__DOCUMENT TEXT__
________________________

Proms 2019: Peter Eötvös – Alhambra; Tobias Broström – Nigredo: Dark Night of the Soul (UK Premières)

by 5:4

The last two premières at the Proms have both been concertos: Alhambra, the third violin concerto by Peter Eötvös, and Nigredo: Dark Night of the Soul, a double-trumpet concerto by Swedish composer Tobias Broström. It’s been interesting to note how their overall approach to narrative is, at a fundamental level strikingly similar, while their respective modus operandi could hardly be more different.

As the name suggests, the inspiration for Eötvös’ Alhambra is the eponymous ninth century palace in Granada. By his own admission, Eötvös hadn’t been to visit the Alhambra before writing the piece (his first time in Granada was at the work’s world première earlier this month); the concerto is instead an imaginary walk around the palace complex and grounds. The nature of this walk, emphatically led by the violin throughout (with a scordatura mandolin as an occasional sidekick), is capricious. Its outlook is divided, inexorably drawn back and forth between impulses that tend to the reflective and the jaunty. The oscillating effect of this is demonstrated in the opening minutes: the violin’s opening solo, ostensibly searching, is suddenly forgotten in a flash of flamboyance; withdrawing inward, the music then opens out into a high register burst of lyricism, surrounded by chiming percussion – something that will recur several times during the piece – before descending into a rollicking sequence of pure merriment with the rest of the orchestra.

________________________

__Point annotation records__
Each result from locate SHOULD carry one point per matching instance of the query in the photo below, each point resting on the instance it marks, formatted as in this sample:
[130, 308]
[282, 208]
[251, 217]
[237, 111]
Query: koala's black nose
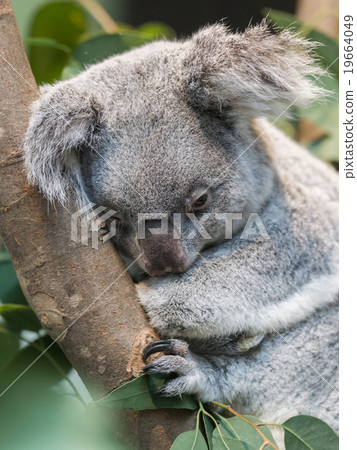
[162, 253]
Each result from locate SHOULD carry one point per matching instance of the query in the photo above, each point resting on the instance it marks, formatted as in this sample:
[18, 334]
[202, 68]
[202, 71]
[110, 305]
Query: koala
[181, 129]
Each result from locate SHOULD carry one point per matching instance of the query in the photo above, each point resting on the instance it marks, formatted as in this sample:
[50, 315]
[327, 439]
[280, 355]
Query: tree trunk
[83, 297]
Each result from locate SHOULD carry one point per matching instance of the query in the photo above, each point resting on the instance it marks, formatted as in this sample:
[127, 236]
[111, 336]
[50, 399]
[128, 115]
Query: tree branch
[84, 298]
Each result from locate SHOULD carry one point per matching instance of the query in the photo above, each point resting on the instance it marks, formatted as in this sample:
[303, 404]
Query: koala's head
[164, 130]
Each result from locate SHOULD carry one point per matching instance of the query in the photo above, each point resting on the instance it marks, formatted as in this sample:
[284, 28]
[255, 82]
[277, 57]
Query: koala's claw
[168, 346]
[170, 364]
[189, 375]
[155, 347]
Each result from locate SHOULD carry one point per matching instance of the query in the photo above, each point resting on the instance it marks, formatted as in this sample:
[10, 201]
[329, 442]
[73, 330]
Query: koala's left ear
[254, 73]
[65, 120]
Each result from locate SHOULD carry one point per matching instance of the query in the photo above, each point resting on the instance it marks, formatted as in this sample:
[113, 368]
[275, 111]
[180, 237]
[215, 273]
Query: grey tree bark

________________________

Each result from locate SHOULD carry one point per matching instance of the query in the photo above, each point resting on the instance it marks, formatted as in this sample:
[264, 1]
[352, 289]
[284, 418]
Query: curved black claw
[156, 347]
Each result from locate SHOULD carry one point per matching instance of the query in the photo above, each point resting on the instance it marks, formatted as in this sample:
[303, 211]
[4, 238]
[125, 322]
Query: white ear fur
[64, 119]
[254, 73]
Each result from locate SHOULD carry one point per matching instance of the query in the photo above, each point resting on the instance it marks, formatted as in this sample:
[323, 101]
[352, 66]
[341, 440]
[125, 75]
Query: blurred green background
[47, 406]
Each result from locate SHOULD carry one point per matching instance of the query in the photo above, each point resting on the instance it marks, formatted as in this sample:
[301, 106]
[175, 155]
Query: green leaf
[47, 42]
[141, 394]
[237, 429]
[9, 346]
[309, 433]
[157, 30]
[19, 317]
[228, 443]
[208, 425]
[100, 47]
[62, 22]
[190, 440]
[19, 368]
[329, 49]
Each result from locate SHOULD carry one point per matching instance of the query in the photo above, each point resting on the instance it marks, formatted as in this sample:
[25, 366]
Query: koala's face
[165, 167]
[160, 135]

________________________

__PROBLEMS AND TASKS__
1/ Answer these questions from the Proms review:
(a) For what solo forces is Tobias Broström's Nigredo: Dark Night of the Soul written?
(b) On what occasion was Eötvös in Granada for the first time?
(c) Which instrument accompanies the violin as an occasional sidekick in Alhambra?
2/ Pick up the Proms review on the two concertos where it ends and keep writing it.

__RESPONSES FOR EACH TASK__
1/
(a) It is a double-trumpet concerto.
(b) At the world première of Alhambra earlier that month.
(c) A scordatura mandolin.

2/
These opening few minutes serve as a paradigm for everything that follows. Not only in the work’s sharp veering between extremes of intro- and extroversion, but also more broadly in its lurching, halting sense of forward motion. This is not music concerned with building momentum or creating a clearly delineated longer-term arc: Eötvös is taking a rhapsodic, improvisational stroll through musical ideas that, while often totally contrasting, never conflict with one another. A sense of dialogue, of the soloist and the orchestra – or, more specifically, assorted individual members of it – engaged in a close, playful dialogue is very strong. Heavy accents that proliferate in the orchestral writing act both to punctuate the soloist’s material as well as to suggest a frisky kind of provocation, inviting the violin to react.

To an extent, therefore, what happens throughout Alhambra is less significant than the way it happens: a continual fluctuation through disjunct, divergent behaviours, some melodic, others a mess of ornamentation; up and down through the registers, often pausing in the stratosphere (embellished with chimes) to reflect before hurtling back to earth in order to dance; one minute full of energy and potential power, the next wan and colourless, seemingly poised to fizzle out. But that’s not to diminish the moment by moment interest in Eötvös’ music: a mix of mysterious, momentous and opulent, both the endless filigree itself and the beautiful way it’s orchestrated are both wondrous to behold.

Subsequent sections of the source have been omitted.